* Exercise task: Transcribe each of the records below exactly, excluding all pictures.

* Records for the task:
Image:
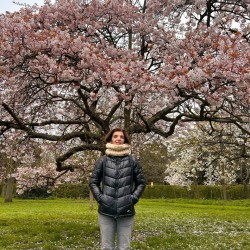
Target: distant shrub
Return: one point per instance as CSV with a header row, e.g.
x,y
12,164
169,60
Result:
x,y
234,192
81,191
74,191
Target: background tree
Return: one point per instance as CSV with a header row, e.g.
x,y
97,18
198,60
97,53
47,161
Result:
x,y
205,156
71,71
154,158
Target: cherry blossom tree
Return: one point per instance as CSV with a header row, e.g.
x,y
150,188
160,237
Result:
x,y
72,70
209,156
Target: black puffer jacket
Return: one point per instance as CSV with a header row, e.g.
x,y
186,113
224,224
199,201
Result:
x,y
122,185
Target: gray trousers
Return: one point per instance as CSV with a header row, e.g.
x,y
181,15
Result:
x,y
109,227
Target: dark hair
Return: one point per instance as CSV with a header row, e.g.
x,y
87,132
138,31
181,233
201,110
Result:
x,y
109,135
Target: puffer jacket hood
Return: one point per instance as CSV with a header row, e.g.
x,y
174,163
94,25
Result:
x,y
117,184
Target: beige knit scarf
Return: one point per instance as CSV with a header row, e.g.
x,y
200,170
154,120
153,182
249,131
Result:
x,y
117,150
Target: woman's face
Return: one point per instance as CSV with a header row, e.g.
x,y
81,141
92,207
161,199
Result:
x,y
118,138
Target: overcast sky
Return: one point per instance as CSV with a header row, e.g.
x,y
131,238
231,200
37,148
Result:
x,y
8,5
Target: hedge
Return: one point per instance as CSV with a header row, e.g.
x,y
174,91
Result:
x,y
81,191
234,192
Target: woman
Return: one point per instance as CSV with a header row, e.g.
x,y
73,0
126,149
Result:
x,y
122,185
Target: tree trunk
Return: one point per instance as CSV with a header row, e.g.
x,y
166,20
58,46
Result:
x,y
224,192
9,189
3,191
91,201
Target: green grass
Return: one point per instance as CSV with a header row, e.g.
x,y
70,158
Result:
x,y
160,224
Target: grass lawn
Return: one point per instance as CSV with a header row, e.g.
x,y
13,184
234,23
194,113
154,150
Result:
x,y
160,224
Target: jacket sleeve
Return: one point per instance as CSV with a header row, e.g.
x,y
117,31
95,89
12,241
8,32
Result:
x,y
96,178
139,180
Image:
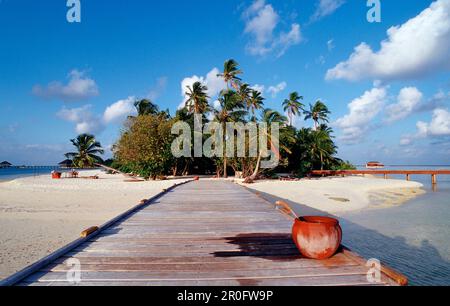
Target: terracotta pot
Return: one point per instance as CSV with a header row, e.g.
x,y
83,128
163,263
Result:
x,y
317,237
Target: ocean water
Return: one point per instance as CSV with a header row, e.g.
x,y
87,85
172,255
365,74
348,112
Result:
x,y
7,174
413,238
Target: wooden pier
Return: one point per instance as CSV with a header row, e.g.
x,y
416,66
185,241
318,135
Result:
x,y
206,233
385,173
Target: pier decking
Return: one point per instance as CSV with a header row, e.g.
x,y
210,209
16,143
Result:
x,y
202,233
385,173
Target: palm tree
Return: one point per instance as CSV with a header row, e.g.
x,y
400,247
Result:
x,y
231,110
293,106
230,73
244,92
255,102
87,150
317,112
197,101
322,147
146,107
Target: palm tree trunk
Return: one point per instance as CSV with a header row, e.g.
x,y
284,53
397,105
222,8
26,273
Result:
x,y
321,161
225,175
258,164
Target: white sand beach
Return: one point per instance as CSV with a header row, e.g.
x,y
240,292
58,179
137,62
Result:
x,y
39,215
342,194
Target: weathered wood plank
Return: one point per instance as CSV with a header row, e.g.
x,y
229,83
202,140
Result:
x,y
205,233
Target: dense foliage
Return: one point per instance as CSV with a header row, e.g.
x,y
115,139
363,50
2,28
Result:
x,y
144,146
87,152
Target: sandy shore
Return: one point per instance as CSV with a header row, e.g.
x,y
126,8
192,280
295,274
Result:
x,y
339,195
38,215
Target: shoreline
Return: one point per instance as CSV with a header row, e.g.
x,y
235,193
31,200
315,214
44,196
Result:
x,y
39,215
338,195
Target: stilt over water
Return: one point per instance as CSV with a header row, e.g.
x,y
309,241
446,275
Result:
x,y
203,233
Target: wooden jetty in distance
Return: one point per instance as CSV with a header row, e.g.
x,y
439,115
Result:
x,y
385,173
208,233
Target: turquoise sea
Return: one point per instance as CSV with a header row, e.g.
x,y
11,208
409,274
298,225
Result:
x,y
7,174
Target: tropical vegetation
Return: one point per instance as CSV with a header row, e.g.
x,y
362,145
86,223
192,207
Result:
x,y
144,146
87,151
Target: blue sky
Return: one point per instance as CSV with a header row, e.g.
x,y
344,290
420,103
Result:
x,y
389,96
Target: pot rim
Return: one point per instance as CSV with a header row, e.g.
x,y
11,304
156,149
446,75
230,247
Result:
x,y
317,220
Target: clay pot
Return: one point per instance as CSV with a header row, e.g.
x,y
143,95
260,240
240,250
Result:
x,y
317,237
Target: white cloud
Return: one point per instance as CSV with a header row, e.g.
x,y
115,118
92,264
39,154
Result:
x,y
119,111
214,83
274,90
287,40
259,88
326,8
362,111
408,100
85,121
406,141
79,87
439,125
416,48
261,22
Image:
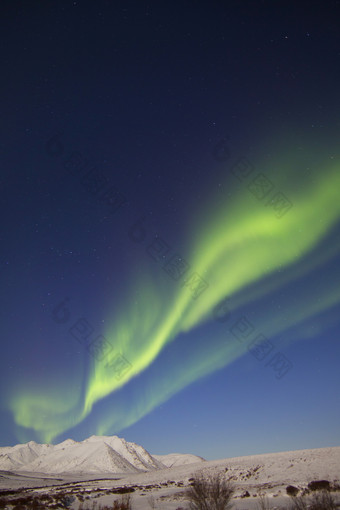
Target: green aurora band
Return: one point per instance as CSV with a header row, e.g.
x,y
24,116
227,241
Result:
x,y
240,248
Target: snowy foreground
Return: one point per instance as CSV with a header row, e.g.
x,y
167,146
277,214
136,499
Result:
x,y
99,468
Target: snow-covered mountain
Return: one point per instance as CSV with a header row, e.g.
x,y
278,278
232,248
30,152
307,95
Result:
x,y
97,454
178,459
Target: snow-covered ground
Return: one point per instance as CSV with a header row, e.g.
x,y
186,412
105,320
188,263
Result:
x,y
163,487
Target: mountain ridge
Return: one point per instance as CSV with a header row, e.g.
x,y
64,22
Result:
x,y
95,454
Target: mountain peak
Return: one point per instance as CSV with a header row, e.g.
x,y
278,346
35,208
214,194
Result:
x,y
96,454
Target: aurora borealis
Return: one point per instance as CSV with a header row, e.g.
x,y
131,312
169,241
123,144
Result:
x,y
112,318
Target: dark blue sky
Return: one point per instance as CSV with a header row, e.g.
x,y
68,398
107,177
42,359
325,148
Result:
x,y
152,150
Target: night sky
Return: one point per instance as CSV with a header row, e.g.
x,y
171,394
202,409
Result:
x,y
170,212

* Answer to the problem:
Image:
Target: distant shrub
Return: one point per instance as CSV with a header row, e.g.
x,y
12,164
169,60
Result:
x,y
234,192
81,191
74,191
Target: background tree
Return: one point per instance as CSV with a header row, e.g.
x,y
97,18
198,60
97,53
47,161
Result:
x,y
205,156
71,71
154,158
Target: cherry blossom tree
Return: one point per instance as CSV with a header row, e.g.
x,y
150,188
160,237
Result:
x,y
72,70
209,156
Target: black puffer jacket
Return: one point per instance as CSV with a header row, e.g.
x,y
186,113
224,224
199,201
Result:
x,y
122,185
Target: gray trousers
Return: one point per instance as CSV with a header row, e.g.
x,y
181,15
Result:
x,y
109,227
Target: dark hair
Return: one point per instance as CSV with a header row, e.g.
x,y
87,132
138,31
181,233
201,110
Result:
x,y
109,135
Target: puffer jacket hood
Return: one point per instance as CSV with a header row, e.g.
x,y
174,163
94,25
Result:
x,y
117,184
Target: beige knit scarf
Return: one point per instance as CSV with a header row, e.g.
x,y
200,170
154,120
153,182
249,131
Result:
x,y
117,150
Target: woman's face
Return: one point per instance as CSV with a header row, e.g.
x,y
81,141
92,207
161,199
Result:
x,y
118,138
Target: overcast sky
Return: one point per instance as CSV with a header row, e.g.
x,y
131,238
231,200
37,148
Result:
x,y
8,5
Target: hedge
Return: one point per instance as CSV with a header row, e.g.
x,y
174,91
Result:
x,y
81,191
234,192
Target: woman
Return: one point per instance as CSV with a header row, e.g.
x,y
73,0
126,149
Result:
x,y
122,185
Target: tree trunk
Return: one point per instance as CSV with a header row, e.g.
x,y
166,20
58,46
Result:
x,y
224,192
9,189
3,191
91,201
Target: green grass
Return: one point per instance as CSV with a header row, e.g.
x,y
70,158
Result:
x,y
160,224
Target: grass lawn
Return: one point per instance as CSV with a header row, e.g.
x,y
13,184
234,23
194,113
154,150
Result:
x,y
160,224
Target: jacket sleeve
Return: one point per instance as CSV with a header row, e.g.
x,y
117,31
95,89
12,241
8,32
Result:
x,y
96,178
139,180
Image:
Target: terracotta pot
Return: one point per instance as CSV with a header row, e.g.
x,y
83,128
163,263
Result:
x,y
317,237
Target: ocean water
Return: one point per instance as CSV with a header row, e.g.
x,y
87,85
172,255
365,74
348,112
Result:
x,y
7,174
413,238
Target: wooden pier
Return: one point per instance as CSV with a header row, e.g.
x,y
416,66
185,241
318,135
Result:
x,y
206,233
385,173
Target: pier decking
Return: one point per instance as CSV with a header row, e.g.
x,y
210,209
16,143
Result:
x,y
202,233
385,173
Target: palm tree
Return: one point per instance as CSV with a header row, e.g.
x,y
400,247
Result:
x,y
231,110
293,106
230,73
244,92
255,102
87,150
317,112
197,101
322,147
146,107
Target: palm tree trunk
Return: one point per instance as CSV with a header row, e.g.
x,y
284,53
397,105
222,8
26,273
Result:
x,y
321,161
225,175
258,164
Target: white sand beach
Return: one point per instance as CSV with a header row, e.g.
x,y
240,292
58,179
137,62
Result:
x,y
39,215
342,194
Target: weathered wood plank
Return: one point per instance as CSV with a header row, e.g.
x,y
229,83
202,140
Result:
x,y
205,233
Target: dense foliage
Return: one point per instance as CSV with a header row, e.g.
x,y
115,139
363,50
2,28
Result:
x,y
144,146
87,152
Target: sandy shore
Return: one point per instance as CSV with a header row, e.g.
x,y
126,8
192,280
295,274
Result:
x,y
339,195
38,215
Target: shoreline
Return: one point per instance as CSV with a header row, e.g.
x,y
235,193
31,200
315,214
44,196
Result:
x,y
39,215
338,195
Target: stilt over water
Return: one point per instance as CSV with a header row, e.g.
x,y
309,241
446,275
Result:
x,y
203,233
Target: wooden jetty in distance
Return: one point per instance as CSV with a header row, e.g.
x,y
439,115
Result:
x,y
385,173
208,233
Target: turquoise sea
Return: one point per instance as CSV with a header row, e.g.
x,y
11,208
409,274
298,225
Result:
x,y
7,174
Target: tropical vegetation
Return: one point per instance as CSV with a header row, e.g.
x,y
362,145
86,223
192,207
Result:
x,y
144,146
87,151
Target: blue sky
Return: one point per instance as CSV with a header row, e.g.
x,y
344,290
420,103
Result:
x,y
389,96
Target: pot rim
Return: one point per instance as CSV with a header row, e.g.
x,y
11,304
156,149
446,75
230,247
Result:
x,y
317,220
Target: clay pot
Return: one point per instance as CSV with a header row, e.g.
x,y
143,95
260,240
240,250
Result:
x,y
317,237
Target: white cloud
Return: one point per instance as CSV with a header row, e.g.
x,y
115,118
92,264
39,154
Result:
x,y
119,111
214,83
274,90
287,40
259,88
326,8
362,111
408,100
85,121
406,141
79,87
439,125
416,48
261,22
Image:
Target: green aurora band
Return: one point per instance as CSV with a header row, e.g.
x,y
24,116
227,241
Result:
x,y
240,248
Target: snowy foreground
Return: one point per instance as CSV with a header row, e.g.
x,y
167,146
277,214
136,499
Result:
x,y
99,468
Target: snow-covered mountain
Return: one point per instance as CSV with a header row, e.g.
x,y
278,278
232,248
30,152
307,95
Result:
x,y
97,454
178,459
Target: snow-covered ground
Return: one point per instance as CSV with a header row, e.g.
x,y
186,412
105,320
188,263
Result:
x,y
163,487
Target: mountain ridge
Return: one point per instance as CSV with a header row, e.g.
x,y
64,22
Result:
x,y
95,454
Target: mountain peak
Return: one point per instance as CSV with a header row, e.g.
x,y
278,346
35,208
214,194
Result:
x,y
96,454
Target: aurora borealis
Return: one point per instance as CSV with a header row, e.g.
x,y
131,312
169,241
123,144
Result:
x,y
112,318
Target: dark blue sky
Return: one point per instance as CSV with a header row, e.g.
x,y
68,398
107,177
42,359
325,148
Result:
x,y
152,150
Target: night sky
Return: one point per instance as CSV with a header row, e.g.
x,y
171,394
202,409
Result:
x,y
170,212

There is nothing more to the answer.